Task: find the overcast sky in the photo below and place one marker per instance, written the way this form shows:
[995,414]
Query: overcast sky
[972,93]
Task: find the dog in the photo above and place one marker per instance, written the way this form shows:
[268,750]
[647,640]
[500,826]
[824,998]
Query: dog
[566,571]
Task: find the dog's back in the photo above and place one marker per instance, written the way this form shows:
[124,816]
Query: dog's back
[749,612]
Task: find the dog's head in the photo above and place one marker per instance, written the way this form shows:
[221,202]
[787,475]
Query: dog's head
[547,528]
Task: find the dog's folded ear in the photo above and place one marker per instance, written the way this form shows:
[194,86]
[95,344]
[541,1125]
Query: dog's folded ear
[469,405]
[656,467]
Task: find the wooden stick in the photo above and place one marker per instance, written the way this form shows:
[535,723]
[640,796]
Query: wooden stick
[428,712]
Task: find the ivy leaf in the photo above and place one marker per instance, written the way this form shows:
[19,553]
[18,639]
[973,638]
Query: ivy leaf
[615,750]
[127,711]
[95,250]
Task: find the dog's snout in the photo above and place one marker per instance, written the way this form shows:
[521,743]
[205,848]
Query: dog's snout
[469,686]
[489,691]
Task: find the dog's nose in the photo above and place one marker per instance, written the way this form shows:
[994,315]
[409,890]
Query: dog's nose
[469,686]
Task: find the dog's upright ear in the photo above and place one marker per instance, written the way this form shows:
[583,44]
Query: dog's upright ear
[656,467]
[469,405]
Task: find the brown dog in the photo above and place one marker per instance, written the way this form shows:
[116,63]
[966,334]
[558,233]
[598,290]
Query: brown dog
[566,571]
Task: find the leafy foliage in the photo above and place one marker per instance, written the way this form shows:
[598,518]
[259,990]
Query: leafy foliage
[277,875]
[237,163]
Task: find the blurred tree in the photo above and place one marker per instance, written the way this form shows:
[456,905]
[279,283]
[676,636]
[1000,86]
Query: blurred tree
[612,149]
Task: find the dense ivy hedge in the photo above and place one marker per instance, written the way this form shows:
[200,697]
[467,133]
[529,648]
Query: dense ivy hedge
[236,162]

> SET PROBLEM: Copy all of the lines above character for character, keeping every line break where it is.

> RESPONSE FOR THIS EXERCISE:
Task: find the overcast sky in the photo below and place one marker per instance, written the way this form shows:
[995,414]
Query: overcast sky
[972,93]
Task: find the dog in the photo above and place one marker per instance, written the way this form shows:
[268,750]
[647,640]
[500,826]
[824,998]
Query: dog
[566,571]
Task: find the dog's back in the photo above and place one marker per instance, written the way this form shows:
[124,816]
Query: dog's back
[749,612]
Task: find the dog's head in the photo above and place one marker per instance, written the way this form shows:
[221,202]
[787,475]
Query: dog's head
[547,528]
Task: find the dog's folded ear in the photo above and place one marker per instance, written the way this form shows:
[194,86]
[95,344]
[541,1125]
Query: dog's folded ear
[469,405]
[656,467]
Task: find the wooden stick in the photo above and place one marker per instance, written the way this form shows:
[535,723]
[640,796]
Query: wooden stick
[428,712]
Task: find the ivy leaf in the photo above and place one marker per instance, written the way this form shows:
[19,553]
[18,639]
[973,638]
Query: ivy leaf
[615,750]
[127,711]
[95,250]
Task: find the dog's snout in the photo above and place one marker per instance, written the way this form shows:
[521,743]
[205,848]
Query: dog's snout
[469,686]
[489,691]
Task: find the dog's nose in the photo above and place one marker per instance, written the way this form shows:
[994,315]
[409,890]
Query: dog's nose
[469,686]
Task: find the dog's upright ear in the photo above and place one marker per instance, written the way this form shows:
[583,44]
Query: dog's upright ear
[656,467]
[469,405]
Task: find the brown dog in the photo above and place one marker per instance, written the way this form shows:
[116,63]
[966,334]
[558,233]
[598,290]
Query: brown dog
[566,571]
Task: find the leafy foliage in the photo above and place one marker per instance, written the way this form shows:
[598,518]
[259,990]
Query: leafy foliage
[277,875]
[237,163]
Task: find the blurred tree in the photo above and place one marker per instance, written the way this form shows:
[456,905]
[279,283]
[676,636]
[1000,86]
Query: blurred tree
[612,149]
Task: find the dense ivy hedge in the photo above and place one marker per instance, written the way this form shows:
[200,697]
[467,133]
[529,648]
Query: dense ivy hedge
[236,162]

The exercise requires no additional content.